+++ 과제용 기록 +++
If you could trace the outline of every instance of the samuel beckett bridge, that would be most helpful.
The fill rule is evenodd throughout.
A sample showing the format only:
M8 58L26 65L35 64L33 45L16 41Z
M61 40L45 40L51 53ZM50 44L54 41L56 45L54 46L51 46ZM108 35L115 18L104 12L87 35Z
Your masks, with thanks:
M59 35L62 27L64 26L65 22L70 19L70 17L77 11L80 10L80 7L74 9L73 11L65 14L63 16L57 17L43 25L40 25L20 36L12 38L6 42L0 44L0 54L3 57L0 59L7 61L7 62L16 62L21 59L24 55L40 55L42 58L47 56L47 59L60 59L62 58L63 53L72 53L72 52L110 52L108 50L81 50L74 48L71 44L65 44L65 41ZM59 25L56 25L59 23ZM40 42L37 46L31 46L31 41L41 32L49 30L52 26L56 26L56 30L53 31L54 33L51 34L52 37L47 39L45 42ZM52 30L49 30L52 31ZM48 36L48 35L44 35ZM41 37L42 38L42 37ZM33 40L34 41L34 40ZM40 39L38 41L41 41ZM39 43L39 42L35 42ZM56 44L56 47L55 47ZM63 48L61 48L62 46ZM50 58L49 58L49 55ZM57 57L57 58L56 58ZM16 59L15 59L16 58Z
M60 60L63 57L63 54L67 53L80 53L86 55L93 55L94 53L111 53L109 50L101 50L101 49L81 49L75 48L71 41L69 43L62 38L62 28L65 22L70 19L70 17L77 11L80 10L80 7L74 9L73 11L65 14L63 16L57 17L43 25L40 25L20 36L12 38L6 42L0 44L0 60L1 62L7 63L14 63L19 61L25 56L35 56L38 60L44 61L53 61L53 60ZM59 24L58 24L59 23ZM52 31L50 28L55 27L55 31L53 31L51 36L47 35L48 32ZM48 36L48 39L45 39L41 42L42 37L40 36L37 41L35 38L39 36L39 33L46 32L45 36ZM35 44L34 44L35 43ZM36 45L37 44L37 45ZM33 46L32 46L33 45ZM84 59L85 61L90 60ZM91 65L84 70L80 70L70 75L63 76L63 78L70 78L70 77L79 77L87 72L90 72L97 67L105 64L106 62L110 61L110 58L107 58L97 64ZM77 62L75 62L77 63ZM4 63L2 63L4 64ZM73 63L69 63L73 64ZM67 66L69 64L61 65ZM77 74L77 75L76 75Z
+++
■ **과제**: 위 기록 전체를 다시 쓰되 "samuel beckett bridge"만 "Samuel Beckett Bridge"(으)로 바꾸고 나머지는 한 글자도 고치지 마세요.

■ **작성 답안**:
If you could trace the outline of every instance of the Samuel Beckett Bridge, that would be most helpful.
The fill rule is evenodd throughout.
A sample showing the format only:
M8 58L26 65L35 64L33 45L16 41Z
M61 40L45 40L51 53ZM50 44L54 41L56 45L54 46L51 46ZM108 35L115 18L104 12L87 35Z
Your masks, with thanks:
M59 35L62 27L64 26L65 22L70 19L70 17L77 11L80 10L80 7L74 9L73 11L65 14L63 16L57 17L43 25L40 25L20 36L12 38L6 42L0 44L0 54L3 57L0 59L7 61L7 62L16 62L21 59L24 55L40 55L42 58L47 56L47 59L60 59L62 58L63 53L72 53L72 52L110 52L108 50L81 50L74 48L71 44L65 44L65 41ZM59 25L56 25L59 23ZM40 42L37 46L31 46L31 41L41 32L49 30L52 26L56 26L56 30L53 31L54 33L51 34L52 37L47 39L45 42ZM52 30L49 30L52 31ZM48 36L48 35L44 35ZM41 37L42 38L42 37ZM33 40L34 41L34 40ZM40 39L38 41L41 41ZM39 43L39 42L35 42ZM56 44L56 47L55 47ZM63 48L61 48L62 46ZM50 58L49 58L49 55ZM57 57L57 58L56 58ZM16 59L15 59L16 58Z
M60 60L63 57L63 54L67 53L80 53L86 55L93 55L94 53L111 53L109 50L101 50L101 49L81 49L75 48L71 41L69 43L62 38L62 28L65 22L70 19L70 17L77 11L80 10L80 7L74 9L73 11L65 14L63 16L57 17L43 25L40 25L20 36L12 38L6 42L0 44L0 60L1 62L7 63L14 63L19 61L25 56L35 56L38 60L44 61L53 61L53 60ZM59 24L58 24L59 23ZM52 31L50 28L55 27L55 31L53 31L51 36L47 35L48 32ZM48 36L48 39L45 39L41 42L42 37L40 36L37 41L35 38L39 36L39 33L46 32L45 36ZM35 44L34 44L35 43ZM36 45L37 44L37 45ZM33 46L32 46L33 45ZM84 59L85 61L90 60ZM91 65L84 70L80 70L70 75L63 76L63 78L70 78L70 77L79 77L87 72L90 72L97 67L105 64L106 62L110 61L110 58L107 58L97 64ZM77 62L75 62L77 63ZM4 63L2 63L4 64ZM73 63L69 63L73 64ZM67 66L69 64L61 65ZM77 74L77 75L76 75Z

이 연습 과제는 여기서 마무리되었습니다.